*Work item*:
The answer must be every line below that contains the string "snow".
== Extracted material
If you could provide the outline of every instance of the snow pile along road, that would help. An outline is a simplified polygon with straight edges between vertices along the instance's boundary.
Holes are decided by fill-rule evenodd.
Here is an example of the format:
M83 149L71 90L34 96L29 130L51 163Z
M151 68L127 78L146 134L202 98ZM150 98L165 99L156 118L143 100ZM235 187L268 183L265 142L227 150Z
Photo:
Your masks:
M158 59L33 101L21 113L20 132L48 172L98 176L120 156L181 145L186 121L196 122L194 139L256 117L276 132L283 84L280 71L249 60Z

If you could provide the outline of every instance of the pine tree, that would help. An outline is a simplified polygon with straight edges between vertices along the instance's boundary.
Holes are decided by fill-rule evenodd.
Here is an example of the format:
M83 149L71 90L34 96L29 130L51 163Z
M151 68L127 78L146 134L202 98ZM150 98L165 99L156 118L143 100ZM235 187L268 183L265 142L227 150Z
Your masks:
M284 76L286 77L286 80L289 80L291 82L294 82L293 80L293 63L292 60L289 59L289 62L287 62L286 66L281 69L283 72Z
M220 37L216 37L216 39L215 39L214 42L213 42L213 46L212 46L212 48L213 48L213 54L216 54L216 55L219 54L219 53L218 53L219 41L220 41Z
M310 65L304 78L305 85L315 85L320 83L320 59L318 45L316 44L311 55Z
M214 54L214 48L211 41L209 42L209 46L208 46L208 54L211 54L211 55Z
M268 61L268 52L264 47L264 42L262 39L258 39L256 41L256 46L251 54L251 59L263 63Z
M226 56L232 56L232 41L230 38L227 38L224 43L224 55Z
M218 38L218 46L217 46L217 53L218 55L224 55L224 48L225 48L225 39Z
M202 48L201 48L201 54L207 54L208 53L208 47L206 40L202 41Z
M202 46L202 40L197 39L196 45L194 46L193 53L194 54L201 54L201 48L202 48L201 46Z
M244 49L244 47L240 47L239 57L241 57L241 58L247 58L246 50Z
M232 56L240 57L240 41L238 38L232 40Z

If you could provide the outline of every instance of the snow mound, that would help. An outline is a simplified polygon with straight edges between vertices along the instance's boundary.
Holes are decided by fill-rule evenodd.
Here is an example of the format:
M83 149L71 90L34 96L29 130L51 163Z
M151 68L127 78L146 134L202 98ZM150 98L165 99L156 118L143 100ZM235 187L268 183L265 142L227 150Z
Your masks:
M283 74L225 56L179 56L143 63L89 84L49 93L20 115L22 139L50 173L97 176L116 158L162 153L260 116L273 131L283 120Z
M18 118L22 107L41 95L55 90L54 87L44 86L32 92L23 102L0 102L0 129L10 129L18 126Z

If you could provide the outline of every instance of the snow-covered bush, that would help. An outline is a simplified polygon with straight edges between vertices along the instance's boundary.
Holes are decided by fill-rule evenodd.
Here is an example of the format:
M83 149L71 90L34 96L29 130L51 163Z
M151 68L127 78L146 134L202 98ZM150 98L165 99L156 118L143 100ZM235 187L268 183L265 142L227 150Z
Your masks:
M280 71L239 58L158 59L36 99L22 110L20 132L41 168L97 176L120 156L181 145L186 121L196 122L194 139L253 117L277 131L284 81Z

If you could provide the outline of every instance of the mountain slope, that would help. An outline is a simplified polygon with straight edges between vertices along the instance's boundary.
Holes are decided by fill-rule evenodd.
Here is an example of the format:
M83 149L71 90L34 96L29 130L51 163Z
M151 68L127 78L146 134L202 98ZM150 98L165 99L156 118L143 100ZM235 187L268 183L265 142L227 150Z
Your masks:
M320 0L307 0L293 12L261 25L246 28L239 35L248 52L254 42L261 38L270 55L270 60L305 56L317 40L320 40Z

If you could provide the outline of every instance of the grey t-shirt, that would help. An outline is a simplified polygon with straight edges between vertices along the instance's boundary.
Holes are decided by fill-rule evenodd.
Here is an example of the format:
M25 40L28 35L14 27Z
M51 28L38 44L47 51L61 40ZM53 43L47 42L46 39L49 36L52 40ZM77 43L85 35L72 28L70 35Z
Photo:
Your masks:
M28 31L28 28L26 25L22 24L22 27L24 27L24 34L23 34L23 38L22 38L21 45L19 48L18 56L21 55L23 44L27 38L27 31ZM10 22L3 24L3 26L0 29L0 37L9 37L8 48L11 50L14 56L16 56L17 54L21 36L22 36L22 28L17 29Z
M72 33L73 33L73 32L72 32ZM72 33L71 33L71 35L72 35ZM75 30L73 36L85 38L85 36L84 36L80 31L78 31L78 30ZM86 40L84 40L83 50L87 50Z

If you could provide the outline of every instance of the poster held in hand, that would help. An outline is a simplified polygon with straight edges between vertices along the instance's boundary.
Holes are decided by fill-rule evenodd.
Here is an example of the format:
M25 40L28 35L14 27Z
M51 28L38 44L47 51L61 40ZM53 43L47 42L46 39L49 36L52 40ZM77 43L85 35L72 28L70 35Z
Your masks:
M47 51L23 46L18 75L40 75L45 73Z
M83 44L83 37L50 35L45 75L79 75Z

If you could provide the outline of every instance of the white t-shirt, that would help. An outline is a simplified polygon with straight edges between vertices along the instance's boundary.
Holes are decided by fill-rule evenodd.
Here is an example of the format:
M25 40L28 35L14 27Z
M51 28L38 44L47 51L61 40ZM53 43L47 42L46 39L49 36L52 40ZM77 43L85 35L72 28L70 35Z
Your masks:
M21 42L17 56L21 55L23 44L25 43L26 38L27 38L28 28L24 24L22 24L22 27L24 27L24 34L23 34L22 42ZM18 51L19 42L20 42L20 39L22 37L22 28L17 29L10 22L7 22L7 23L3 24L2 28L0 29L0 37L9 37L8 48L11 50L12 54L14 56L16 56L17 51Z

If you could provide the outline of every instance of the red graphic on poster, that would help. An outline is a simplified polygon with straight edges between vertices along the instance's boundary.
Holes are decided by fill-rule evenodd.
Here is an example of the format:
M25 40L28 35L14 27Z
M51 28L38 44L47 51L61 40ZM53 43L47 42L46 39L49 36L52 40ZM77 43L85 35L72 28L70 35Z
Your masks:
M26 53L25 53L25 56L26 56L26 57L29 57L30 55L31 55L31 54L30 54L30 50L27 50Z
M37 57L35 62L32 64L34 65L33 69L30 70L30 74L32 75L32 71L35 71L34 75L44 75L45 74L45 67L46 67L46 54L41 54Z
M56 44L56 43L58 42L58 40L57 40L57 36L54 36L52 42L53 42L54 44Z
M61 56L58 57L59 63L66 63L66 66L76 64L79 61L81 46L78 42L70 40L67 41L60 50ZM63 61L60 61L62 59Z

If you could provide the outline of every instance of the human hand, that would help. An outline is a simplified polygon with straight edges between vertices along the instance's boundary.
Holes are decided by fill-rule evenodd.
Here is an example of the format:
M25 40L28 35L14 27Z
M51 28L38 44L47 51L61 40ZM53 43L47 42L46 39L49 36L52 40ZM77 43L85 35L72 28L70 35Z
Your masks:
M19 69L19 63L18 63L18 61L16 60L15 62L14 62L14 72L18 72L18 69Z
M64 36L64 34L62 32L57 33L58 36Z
====
*Written solution*:
If you could provide the outline of every instance of the snow pile along road, that would help. An outline is a simplified polygon with straight edges between vertices along the instance's boundary.
If you could provide the outline of every instance of the snow mound, that would help. An outline is a simplified polygon with straight edges between vertices along the instance's boundary.
If you could provide the outline of every instance of the snow-covered bush, that would help. An outline is a simplified polygon with straight edges between vertices along the instance's boundary.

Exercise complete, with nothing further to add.